== Travail à faire ==
Reproduisez le passage de la critique du disque Schubert qui va de « Andrea Lucchesini : un » jusqu'à « 78.48. Audite 97.766. », en substituant « pianoforte » à « piano ».

== Texte support ==
· · · · · · ·
Andrea Lucchesini : un Schubert à visage humain
Franz SCHUBERT (1797-1828) : Sonate pour piano D 960 ; Trois Pièces pour piano, D 946. Andrea Lucchesini, piano. 2020. Livret en allemand et en anglais. 78.48. Audite 97.766.
Dès qu’il entame le Molto moderato initial de la Sonate D 960, le pianiste Italien Andrea Lucchesini ouvre les portes d’un univers dans lequel l’imagination poétique est de mise, un espace lyrique où la respiration tient une place primordiale. Le présent CD est le deuxième volet d’un projet en trois volumes, consacré aux dernières partitions de Schubert. Le premier s’attardait en 2018 à la Sonate D 959, accompagnée de la Sonate D 537 et de l’Allegretto D 915. Lucchesini a bien compris que dans cette D 960, datée de la fin de septembre 1828, Schubert, qui va mourir dans moins de deux mois, est en phase de résignation, sinon d’acceptation, et que sa réponse à l’inéluctable est précisément inscrite dans une sorte de confiance sereine qu’il convient de traiter avec le plus grand respect. C’est ce que fait ce pianiste au toucher soyeux et pudique qui nous entraîne souvent dans le partage d’un murmure mystérieux qui se développe dans un Andante sostenuto de toute beauté, fluide et humble, sans poids inutile qui viendrait troubler cette respiration évoquée, qui se veut en quelque sorte alchimique. Ne serait-ce pas le plus beau mouvement lent de Schubert, celui dans lequel les inflexions de la mélodie nous bouleversent par leur allure inexorable ? Mais ce qui est encore plus émouvant, c’est que le chant s’élève, un chant qui n’est pas loin du secret et qui laisse entrevoir la perspective d’un autre monde, qui va s’épanouir dans le troisième mouvement, ce bref Scherzo-Allegro vivace qui ne porte pas pour rien la précision de « con delicatezza ». Ô surprise : cet épanouissement est plein de fraîcheur, de tendresse ; ne dirait-on pas que Schubert retrouve la joie de souvenirs anciens, ceux de l’enfance peut-être ? Ici, la poésie tourne à plein régime à travers de discrets rubatos que Lucchesini manie avec finesse. Et puis, dans l’Allegro, ma non troppo, où le rondo et la forme sonate sont liés, cette manière de légèreté, pour ne pas parler d’insouciance, nous interpelle d’autant plus que, lorsqu’une seconde mélodie, bien marquée, apparaît, la vigueur rejoint certains aspects du premier mouvement, dans une évidence de contrastes qui demeurent toujours sous le signe exigeant de la respiration, lisse et naturelle, infiniment libre. Lucchesini apporte à ce chef-d’œuvre absolu une dimension à la fois noble et grave, profonde et chaleureuse, que nous partageons avec lui dans une réelle empathie.
· · · · · · ·
== Données sources ==
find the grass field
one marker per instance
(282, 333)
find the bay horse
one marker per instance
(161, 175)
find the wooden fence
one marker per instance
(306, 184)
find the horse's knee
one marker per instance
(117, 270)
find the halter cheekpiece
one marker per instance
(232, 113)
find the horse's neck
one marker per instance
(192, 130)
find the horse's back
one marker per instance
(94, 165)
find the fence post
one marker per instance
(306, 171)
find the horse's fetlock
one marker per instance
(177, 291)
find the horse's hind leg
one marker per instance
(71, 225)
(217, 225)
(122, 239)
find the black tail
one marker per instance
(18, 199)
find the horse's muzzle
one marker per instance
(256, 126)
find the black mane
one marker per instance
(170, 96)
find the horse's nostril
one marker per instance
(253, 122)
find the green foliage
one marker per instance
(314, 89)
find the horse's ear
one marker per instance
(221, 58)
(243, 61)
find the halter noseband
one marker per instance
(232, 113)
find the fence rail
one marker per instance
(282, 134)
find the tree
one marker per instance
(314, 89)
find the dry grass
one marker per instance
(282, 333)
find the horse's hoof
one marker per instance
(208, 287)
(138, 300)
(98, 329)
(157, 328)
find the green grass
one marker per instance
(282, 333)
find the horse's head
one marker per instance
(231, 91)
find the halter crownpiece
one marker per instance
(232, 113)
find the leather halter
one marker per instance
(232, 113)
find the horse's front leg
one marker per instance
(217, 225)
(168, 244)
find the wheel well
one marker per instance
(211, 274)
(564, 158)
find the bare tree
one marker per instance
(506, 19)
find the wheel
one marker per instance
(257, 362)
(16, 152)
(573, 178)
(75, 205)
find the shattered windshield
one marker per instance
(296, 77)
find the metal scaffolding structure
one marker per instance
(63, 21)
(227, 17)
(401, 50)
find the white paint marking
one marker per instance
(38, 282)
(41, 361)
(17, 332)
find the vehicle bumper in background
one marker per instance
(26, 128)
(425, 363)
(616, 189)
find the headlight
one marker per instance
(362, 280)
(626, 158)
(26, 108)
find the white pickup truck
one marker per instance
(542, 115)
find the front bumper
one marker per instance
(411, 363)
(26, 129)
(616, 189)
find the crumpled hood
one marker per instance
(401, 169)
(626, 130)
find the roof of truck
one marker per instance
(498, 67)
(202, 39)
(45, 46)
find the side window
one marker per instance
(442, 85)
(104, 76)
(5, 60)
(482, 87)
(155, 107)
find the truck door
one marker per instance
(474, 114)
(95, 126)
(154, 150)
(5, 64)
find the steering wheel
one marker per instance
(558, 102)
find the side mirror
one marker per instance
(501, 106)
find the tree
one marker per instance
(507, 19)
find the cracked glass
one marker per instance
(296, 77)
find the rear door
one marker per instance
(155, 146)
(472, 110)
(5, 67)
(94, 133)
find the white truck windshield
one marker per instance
· · · · · · ·
== Corrigé ==
Andrea Lucchesini : un Schubert à visage humain
Franz SCHUBERT (1797-1828) : Sonate pour pianoforte D 960 ; Trois Pièces pour pianoforte, D 946. Andrea Lucchesini, pianoforte. 2020. Livret en allemand et en anglais. 78.48. Audite 97.766.